> Task to complete
Show all lines from the material that carry the word "rear".

Segment Start: Materials provided

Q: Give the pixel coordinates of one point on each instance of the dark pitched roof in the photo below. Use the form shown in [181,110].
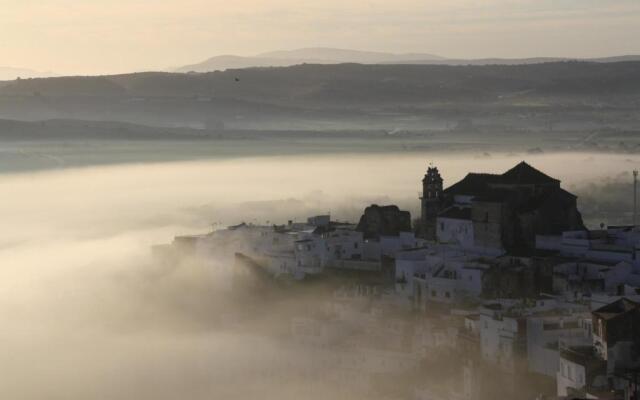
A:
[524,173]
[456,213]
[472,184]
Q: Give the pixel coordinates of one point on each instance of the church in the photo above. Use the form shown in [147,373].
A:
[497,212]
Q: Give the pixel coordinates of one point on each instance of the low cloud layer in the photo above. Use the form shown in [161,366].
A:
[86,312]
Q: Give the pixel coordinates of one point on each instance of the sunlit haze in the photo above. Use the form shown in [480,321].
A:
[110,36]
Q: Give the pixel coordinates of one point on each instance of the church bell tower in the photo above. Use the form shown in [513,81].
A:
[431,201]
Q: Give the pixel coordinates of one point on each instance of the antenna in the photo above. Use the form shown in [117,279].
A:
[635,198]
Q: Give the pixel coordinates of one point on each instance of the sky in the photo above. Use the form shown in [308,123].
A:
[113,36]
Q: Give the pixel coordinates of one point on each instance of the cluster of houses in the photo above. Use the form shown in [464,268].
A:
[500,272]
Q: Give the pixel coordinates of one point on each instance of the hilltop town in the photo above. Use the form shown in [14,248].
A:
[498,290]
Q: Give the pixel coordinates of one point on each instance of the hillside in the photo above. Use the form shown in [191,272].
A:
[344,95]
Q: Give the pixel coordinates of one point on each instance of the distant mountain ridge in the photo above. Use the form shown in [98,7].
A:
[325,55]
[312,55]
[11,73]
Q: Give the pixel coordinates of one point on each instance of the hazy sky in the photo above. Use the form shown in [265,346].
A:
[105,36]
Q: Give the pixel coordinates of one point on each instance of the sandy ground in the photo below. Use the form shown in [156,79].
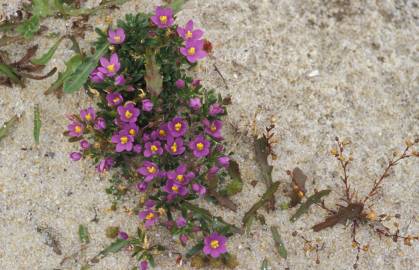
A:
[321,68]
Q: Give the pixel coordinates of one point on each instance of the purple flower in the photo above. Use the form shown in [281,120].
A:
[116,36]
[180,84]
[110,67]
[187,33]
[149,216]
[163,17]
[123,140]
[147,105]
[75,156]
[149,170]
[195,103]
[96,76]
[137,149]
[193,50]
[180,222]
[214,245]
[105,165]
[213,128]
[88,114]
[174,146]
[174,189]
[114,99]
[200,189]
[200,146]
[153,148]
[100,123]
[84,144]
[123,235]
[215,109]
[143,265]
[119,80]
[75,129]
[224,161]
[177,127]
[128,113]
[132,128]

Segment End: Materials provided
Segment Start: Materials provided

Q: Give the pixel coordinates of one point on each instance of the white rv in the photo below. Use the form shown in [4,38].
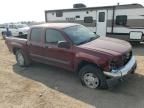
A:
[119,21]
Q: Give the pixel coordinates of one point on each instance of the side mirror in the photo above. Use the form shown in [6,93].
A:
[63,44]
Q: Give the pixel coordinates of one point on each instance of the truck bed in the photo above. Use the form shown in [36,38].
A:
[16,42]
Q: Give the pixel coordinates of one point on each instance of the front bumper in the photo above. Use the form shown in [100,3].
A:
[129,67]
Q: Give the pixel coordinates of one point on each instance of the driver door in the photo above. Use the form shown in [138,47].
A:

Segment End: Materials provided
Segment Start: Materials provided

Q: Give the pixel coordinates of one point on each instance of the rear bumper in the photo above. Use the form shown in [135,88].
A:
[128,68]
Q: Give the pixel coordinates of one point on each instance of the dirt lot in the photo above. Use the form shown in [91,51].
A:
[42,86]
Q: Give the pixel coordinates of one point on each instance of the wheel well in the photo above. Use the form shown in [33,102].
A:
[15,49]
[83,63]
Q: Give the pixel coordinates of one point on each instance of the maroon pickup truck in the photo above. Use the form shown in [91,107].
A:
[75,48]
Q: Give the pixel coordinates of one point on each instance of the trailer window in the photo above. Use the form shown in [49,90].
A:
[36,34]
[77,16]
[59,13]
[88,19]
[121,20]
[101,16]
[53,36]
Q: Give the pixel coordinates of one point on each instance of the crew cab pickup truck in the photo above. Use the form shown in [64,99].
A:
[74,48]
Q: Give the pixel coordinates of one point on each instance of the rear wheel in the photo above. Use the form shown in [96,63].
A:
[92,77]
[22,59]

Segment End: Materials provided

> Reply
Q: Give the pixel coordinates of one point on each instance of the rear bumper in the photo above. Use the form shown in [135,88].
Q: Give the pixel coordinates of one point on each instance of the rear wheel in the photo above. Use the form shown in [96,63].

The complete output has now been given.